Start of Block

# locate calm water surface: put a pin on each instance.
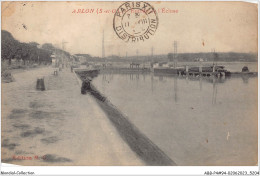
(195, 121)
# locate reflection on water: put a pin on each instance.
(194, 120)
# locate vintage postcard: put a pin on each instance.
(137, 83)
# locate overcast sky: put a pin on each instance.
(197, 27)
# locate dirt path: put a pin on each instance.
(58, 126)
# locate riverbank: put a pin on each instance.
(58, 126)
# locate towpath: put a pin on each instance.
(58, 126)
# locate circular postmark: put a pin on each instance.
(135, 21)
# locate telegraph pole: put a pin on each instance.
(175, 46)
(103, 45)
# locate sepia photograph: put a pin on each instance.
(136, 83)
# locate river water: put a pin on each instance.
(195, 121)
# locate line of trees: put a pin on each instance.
(27, 53)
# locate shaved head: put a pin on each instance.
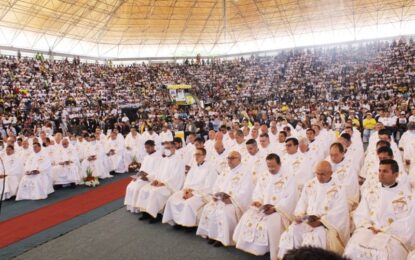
(323, 171)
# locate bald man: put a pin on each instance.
(232, 193)
(321, 215)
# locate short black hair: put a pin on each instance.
(273, 156)
(394, 165)
(311, 253)
(311, 130)
(292, 139)
(385, 149)
(199, 140)
(384, 132)
(203, 150)
(251, 141)
(150, 143)
(346, 136)
(264, 135)
(177, 140)
(338, 145)
(383, 143)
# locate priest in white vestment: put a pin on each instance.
(344, 174)
(66, 167)
(12, 172)
(271, 211)
(114, 150)
(184, 206)
(94, 160)
(35, 184)
(321, 215)
(145, 174)
(168, 179)
(232, 195)
(132, 148)
(384, 219)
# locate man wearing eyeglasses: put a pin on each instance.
(274, 199)
(168, 179)
(183, 207)
(321, 216)
(231, 197)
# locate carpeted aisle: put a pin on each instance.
(26, 225)
(119, 235)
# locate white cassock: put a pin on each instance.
(345, 175)
(132, 149)
(98, 165)
(65, 174)
(150, 166)
(220, 161)
(35, 187)
(166, 136)
(186, 212)
(258, 233)
(188, 154)
(152, 199)
(255, 164)
(300, 167)
(13, 168)
(391, 210)
(240, 148)
(115, 161)
(372, 177)
(317, 148)
(218, 220)
(327, 201)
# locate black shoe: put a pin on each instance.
(217, 244)
(190, 229)
(156, 219)
(144, 216)
(177, 227)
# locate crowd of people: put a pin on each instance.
(306, 148)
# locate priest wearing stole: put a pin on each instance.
(114, 149)
(321, 215)
(66, 168)
(94, 159)
(168, 179)
(146, 173)
(232, 194)
(384, 219)
(35, 184)
(12, 171)
(184, 207)
(271, 211)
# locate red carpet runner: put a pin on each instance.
(26, 225)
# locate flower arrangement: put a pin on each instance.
(134, 165)
(90, 180)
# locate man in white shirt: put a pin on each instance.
(384, 219)
(232, 193)
(184, 207)
(321, 215)
(274, 199)
(35, 183)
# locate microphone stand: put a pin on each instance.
(4, 183)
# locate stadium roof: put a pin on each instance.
(168, 28)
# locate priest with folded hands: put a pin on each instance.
(184, 206)
(35, 183)
(167, 180)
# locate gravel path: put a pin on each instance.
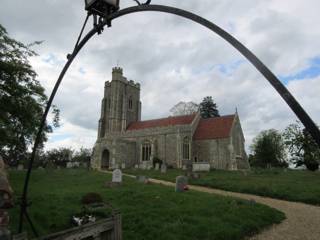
(302, 220)
(302, 223)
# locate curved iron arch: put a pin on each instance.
(273, 80)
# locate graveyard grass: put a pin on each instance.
(291, 185)
(149, 211)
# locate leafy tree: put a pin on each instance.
(268, 150)
(208, 108)
(184, 108)
(22, 100)
(303, 149)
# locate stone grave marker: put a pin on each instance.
(181, 183)
(123, 166)
(143, 166)
(20, 167)
(157, 166)
(117, 176)
(142, 179)
(163, 168)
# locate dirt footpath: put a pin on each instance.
(303, 220)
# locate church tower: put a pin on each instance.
(121, 104)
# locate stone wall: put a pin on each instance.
(237, 148)
(215, 152)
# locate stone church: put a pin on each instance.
(123, 139)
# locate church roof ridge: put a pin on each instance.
(214, 128)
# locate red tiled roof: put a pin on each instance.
(163, 122)
(212, 128)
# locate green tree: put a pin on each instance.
(268, 150)
(22, 100)
(208, 108)
(303, 149)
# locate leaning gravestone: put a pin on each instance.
(123, 165)
(181, 183)
(117, 176)
(142, 179)
(163, 168)
(20, 167)
(157, 166)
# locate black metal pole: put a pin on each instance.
(273, 80)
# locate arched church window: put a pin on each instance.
(146, 151)
(186, 148)
(130, 103)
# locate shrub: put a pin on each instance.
(91, 198)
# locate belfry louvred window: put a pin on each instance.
(146, 151)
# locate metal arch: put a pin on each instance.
(274, 81)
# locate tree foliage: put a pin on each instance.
(208, 108)
(22, 100)
(184, 108)
(268, 150)
(303, 149)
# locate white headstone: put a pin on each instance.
(143, 166)
(157, 166)
(117, 176)
(2, 166)
(20, 167)
(181, 183)
(163, 168)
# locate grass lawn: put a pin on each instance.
(292, 185)
(148, 211)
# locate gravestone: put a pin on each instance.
(157, 166)
(20, 167)
(143, 166)
(69, 165)
(163, 168)
(142, 179)
(117, 176)
(181, 183)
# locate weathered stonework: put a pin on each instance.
(174, 143)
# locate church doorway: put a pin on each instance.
(105, 160)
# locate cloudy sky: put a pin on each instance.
(175, 59)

End of Block

→ **The problem**: Make a word-for-word repeat of the material, skipping all pictures.

→ **Written response**:
# locate calm water surface: put a pin on each instance.
(195, 121)
# locate reflection on water: put a pin on each instance.
(194, 120)
# locate vintage postcard: put a pin on each instance.
(137, 83)
# locate overcast sky: put a pin on each instance.
(197, 27)
# locate dirt path: put a pin on each instance.
(58, 126)
# locate riverbank: put a pin on each instance.
(58, 126)
# locate towpath: put a pin on each instance.
(58, 126)
# locate circular postmark: put a pin on each instance.
(135, 21)
# locate telegraph pole: put a pin on each instance.
(175, 46)
(103, 45)
# locate sepia photograph: put a pin on each instance.
(136, 83)
# locate river water: put a pin on each instance.
(195, 121)
# locate line of trees: put a pin on each instance.
(27, 53)
# locate shaved head: put a pin on each instance.
(323, 171)
# locate bald man: put a pin on each instance.
(232, 193)
(321, 215)
# locate short black hair: put a pin on each instance.
(273, 156)
(394, 165)
(311, 253)
(311, 130)
(292, 139)
(385, 149)
(199, 140)
(384, 132)
(203, 150)
(251, 141)
(150, 143)
(346, 136)
(264, 135)
(177, 140)
(338, 145)
(383, 143)
# locate priest in white vestment: put a pin on each instance.
(344, 174)
(66, 167)
(12, 172)
(271, 211)
(114, 150)
(184, 206)
(94, 160)
(35, 184)
(321, 215)
(145, 174)
(168, 179)
(232, 195)
(132, 148)
(384, 219)
# locate man wearing eyeglasses: put a pin on each instance.
(274, 199)
(168, 179)
(183, 207)
(321, 216)
(231, 197)
# locate carpeted aisle: put a pin on each instance.
(26, 225)
(119, 235)
# locate white cassock: put a pin on each instance.
(345, 175)
(132, 149)
(98, 165)
(65, 174)
(150, 166)
(220, 161)
(35, 187)
(166, 136)
(186, 212)
(258, 233)
(188, 154)
(152, 199)
(255, 164)
(300, 167)
(13, 168)
(391, 210)
(240, 148)
(115, 161)
(372, 177)
(317, 148)
(218, 220)
(327, 201)
# locate black shoe: put a pin on each instance.
(217, 244)
(190, 229)
(156, 219)
(144, 216)
(177, 227)
# locate crowd of people: put a pin on each instance.
(306, 148)
# locate priest wearing stole: put a pin on each instance.
(114, 149)
(321, 215)
(66, 168)
(94, 159)
(168, 179)
(146, 173)
(232, 194)
(384, 219)
(35, 184)
(12, 171)
(184, 207)
(271, 211)
# locate red carpet runner: put a pin on each instance.
(26, 225)
# locate flower arrangement: put a pin on each instance.
(134, 165)
(90, 180)
# locate man in white shirt: put a pin on each instance.
(384, 219)
(232, 193)
(184, 207)
(321, 215)
(274, 199)
(35, 183)
# locate microphone stand: put a pin on each instance.
(4, 183)
# locate stadium roof: put a pin on each instance.
(168, 28)
# locate priest with folded hands: put a pin on each instance.
(184, 206)
(35, 183)
(167, 180)
# locate gravel path: put a pin on each instance.
(302, 220)
(302, 223)
# locate curved iron arch: put a pin on each instance.
(273, 80)
# locate graveyard grass: put a pin on each instance.
(291, 185)
(149, 211)
# locate leafy tree: put a pin on each instance.
(268, 150)
(208, 108)
(184, 108)
(22, 100)
(303, 149)
# locate stone grave marker: put a pin on each instance.
(181, 183)
(123, 166)
(143, 166)
(20, 167)
(157, 166)
(117, 176)
(142, 179)
(163, 168)
# locate dirt footpath: put a pin on each instance.
(303, 220)
# locate church tower: put a pin on each instance.
(121, 104)
# locate stone wall: put a pin on each instance.
(237, 148)
(215, 152)
# locate stone church: put a pin on each instance.
(123, 139)
# locate church roof ridge: put a pin on each instance.
(214, 128)
# locate red tiled roof: put a pin on each instance.
(163, 122)
(212, 128)
# locate green tree: put a pin on each instance.
(268, 150)
(22, 100)
(208, 108)
(303, 149)
# locate leaning gravestone: put a pin on each instance.
(123, 165)
(181, 183)
(117, 176)
(142, 179)
(163, 168)
(20, 167)
(157, 166)
# locate black metal pole: put a pin on each instance.
(273, 80)
# locate arched church window: put a pin on each instance.
(146, 151)
(186, 148)
(130, 103)
# locate shrub: put a pin on each instance.
(91, 198)
# locate belfry louvred window: put a pin on each instance.
(146, 151)
# locate metal arch: put a pin on each instance.
(274, 81)
# locate tree foliage: put a pin on each instance.
(208, 108)
(22, 100)
(184, 108)
(268, 150)
(303, 149)
# locate white headstone: put a pin on each instance.
(143, 166)
(157, 166)
(117, 176)
(2, 166)
(20, 167)
(181, 183)
(163, 168)
# locate grass lawn: put a pin on each instance.
(292, 185)
(148, 211)
# locate gravestone: put a pin on each instance.
(157, 166)
(20, 167)
(143, 166)
(69, 165)
(163, 168)
(142, 179)
(117, 176)
(181, 183)
# locate weathered stonework: put a pin on each instance.
(174, 143)
# locate church doorway: put a pin on each instance.
(105, 160)
# locate cloudy sky: put a pin on each instance.
(175, 59)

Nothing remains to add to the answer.